PNA Spotlight: Dr. Nathan Zwagerman
Dr. Zwagerman is a Professor of Neurosurgery at the Medical College of Wisconsin. He did his undergraduate work in psychology at Calvin College in Grand Rapids, Michigan. He earned his medical degree at Wayne State University in Detroit. He did his fellowship in endoscopic and open cranial base surgery, and then his residency in neurological surgery at the University of Pittsburgh Medical Center. He was kind enough to answer some questions from the PNA; here are his responses.
What inspired you to choose your career path?
I grew up on a small family farm and always have been interested in how the body works. This fascination led me to medicine where I excelled in surgery. I have always been mystified by the brain and how the effects it has throughout the body. Moreover, I always thought that there has to better/more minimally invasive ways to access it. Pituitary surgery was a natural evolution of that thought as we can access a very small structure through natural body openings in the nose. This technique has been expanded to access lesions throughout the skull base.
What is the primary focus of your work/research?
The primary focus of my work involves improving current operating techniques to minimize complications. This specifically engages aspects of surgery including reconstruction and wound healing to prevent post-operative complications. The other part of my job involves studying the tumors that I remove and learning ways to treat these by avoiding surgery. I also study genetics and work on developing targeted therapies.
What do you consider to be the future of your field?
Neurosurgery (and specifically skull base surgery) is evolving along with technology to gain better access and understanding of the lesions and important structures surrounding them. The future of pituitary surgery will involve more targeted therapies for tumors and better surgical techniques to avoid complications.

=== Task list ===
**A.** List every school or medical center named in the PNA spotlight on Dr. Nathan Zwagerman.
**B.** Pick up the PNA spotlight on Dr. Nathan Zwagerman right after its final sentence and carry it on.

[Dataset records]
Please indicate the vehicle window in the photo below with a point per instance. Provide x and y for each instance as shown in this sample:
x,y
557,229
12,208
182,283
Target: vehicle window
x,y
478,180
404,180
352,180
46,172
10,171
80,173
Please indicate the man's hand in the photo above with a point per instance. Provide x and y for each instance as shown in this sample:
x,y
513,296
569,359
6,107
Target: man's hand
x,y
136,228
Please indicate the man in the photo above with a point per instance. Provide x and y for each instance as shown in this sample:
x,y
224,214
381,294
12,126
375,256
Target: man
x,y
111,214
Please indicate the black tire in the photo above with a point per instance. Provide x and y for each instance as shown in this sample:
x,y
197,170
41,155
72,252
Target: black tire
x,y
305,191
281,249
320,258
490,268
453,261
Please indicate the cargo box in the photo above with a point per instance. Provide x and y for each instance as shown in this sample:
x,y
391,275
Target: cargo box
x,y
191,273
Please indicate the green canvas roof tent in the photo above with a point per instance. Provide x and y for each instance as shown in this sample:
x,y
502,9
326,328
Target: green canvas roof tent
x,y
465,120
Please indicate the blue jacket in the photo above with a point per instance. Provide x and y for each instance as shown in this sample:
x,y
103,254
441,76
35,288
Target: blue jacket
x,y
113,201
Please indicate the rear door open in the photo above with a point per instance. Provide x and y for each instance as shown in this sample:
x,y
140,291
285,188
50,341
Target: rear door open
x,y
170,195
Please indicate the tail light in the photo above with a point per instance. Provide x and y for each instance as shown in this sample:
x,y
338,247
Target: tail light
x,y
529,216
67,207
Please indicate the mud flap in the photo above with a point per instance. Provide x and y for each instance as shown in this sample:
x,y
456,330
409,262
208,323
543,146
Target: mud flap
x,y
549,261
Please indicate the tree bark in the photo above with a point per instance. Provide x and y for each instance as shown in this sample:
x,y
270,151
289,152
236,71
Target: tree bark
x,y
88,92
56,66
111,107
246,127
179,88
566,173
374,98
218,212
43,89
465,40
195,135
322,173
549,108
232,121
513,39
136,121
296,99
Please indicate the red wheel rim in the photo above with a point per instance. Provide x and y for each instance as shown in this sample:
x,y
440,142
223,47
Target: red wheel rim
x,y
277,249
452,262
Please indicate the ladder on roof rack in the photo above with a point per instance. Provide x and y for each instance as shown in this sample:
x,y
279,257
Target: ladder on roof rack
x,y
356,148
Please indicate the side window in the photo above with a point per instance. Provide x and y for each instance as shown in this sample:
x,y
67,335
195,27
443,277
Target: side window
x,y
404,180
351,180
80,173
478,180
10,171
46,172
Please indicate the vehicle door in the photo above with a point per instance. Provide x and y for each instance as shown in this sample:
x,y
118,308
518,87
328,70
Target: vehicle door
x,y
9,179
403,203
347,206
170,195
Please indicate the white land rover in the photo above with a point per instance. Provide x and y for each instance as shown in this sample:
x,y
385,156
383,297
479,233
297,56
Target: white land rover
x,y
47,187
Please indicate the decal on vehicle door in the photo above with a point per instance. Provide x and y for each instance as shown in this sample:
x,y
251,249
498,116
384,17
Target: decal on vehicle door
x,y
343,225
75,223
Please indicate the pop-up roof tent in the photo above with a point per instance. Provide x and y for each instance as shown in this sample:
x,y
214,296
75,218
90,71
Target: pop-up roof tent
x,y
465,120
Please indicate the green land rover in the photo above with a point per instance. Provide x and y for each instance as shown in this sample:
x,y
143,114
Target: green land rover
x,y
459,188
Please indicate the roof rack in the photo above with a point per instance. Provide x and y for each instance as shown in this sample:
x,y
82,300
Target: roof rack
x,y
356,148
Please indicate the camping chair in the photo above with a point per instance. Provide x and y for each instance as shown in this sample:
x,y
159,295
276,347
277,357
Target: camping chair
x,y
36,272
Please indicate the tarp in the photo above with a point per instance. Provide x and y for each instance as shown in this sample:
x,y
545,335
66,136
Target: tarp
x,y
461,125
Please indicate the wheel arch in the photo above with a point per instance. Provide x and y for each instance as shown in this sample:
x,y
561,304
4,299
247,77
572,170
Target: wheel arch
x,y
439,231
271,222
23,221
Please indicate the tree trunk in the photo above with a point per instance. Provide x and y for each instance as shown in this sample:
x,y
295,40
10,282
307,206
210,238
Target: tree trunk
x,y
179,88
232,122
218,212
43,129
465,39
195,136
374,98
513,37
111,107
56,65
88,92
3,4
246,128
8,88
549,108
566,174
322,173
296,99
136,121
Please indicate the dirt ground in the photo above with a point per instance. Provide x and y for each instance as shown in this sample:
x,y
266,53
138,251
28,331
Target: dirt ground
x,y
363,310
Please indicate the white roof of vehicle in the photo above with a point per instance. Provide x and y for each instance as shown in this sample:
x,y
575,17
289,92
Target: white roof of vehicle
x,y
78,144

=== Answers in order ===
**A.**
Medical College of Wisconsin
Calvin College
Wayne State University
University of Pittsburgh Medical Center

**B.**
What should patients know about your field/what deserves more recognition/awareness?
I think most neurosurgeons and pituitary surgeons are working hard to find ways to do things safer. Surgery will always be an option and it is my goal to be able to offer the best possible surgery for maximal patient benefit. However, my dream is to develop techniques and treatments that make my surgical skills obsolete.
What would you like to convey about yourself to your patients?
I came to Milwaukee because I had a certain skill set and the region had a certain need that matched. I think the best outcomes come from doing the same type of thing every day and as a skull base/pituitary surgeon, I work in this area every day. My focus is solely on patients with brain tumors and I think I can offer the best treatments because this is the world I live in.
Why did you get involved with the PNA and what is the extent of your involvement?
I got involved with the PNA as a resource to help me find people from all aspects of care - from the patient to the physicians who have a similar mindset. I value the opinions of others and found this to be a great way to interact with a wide variety of opinions.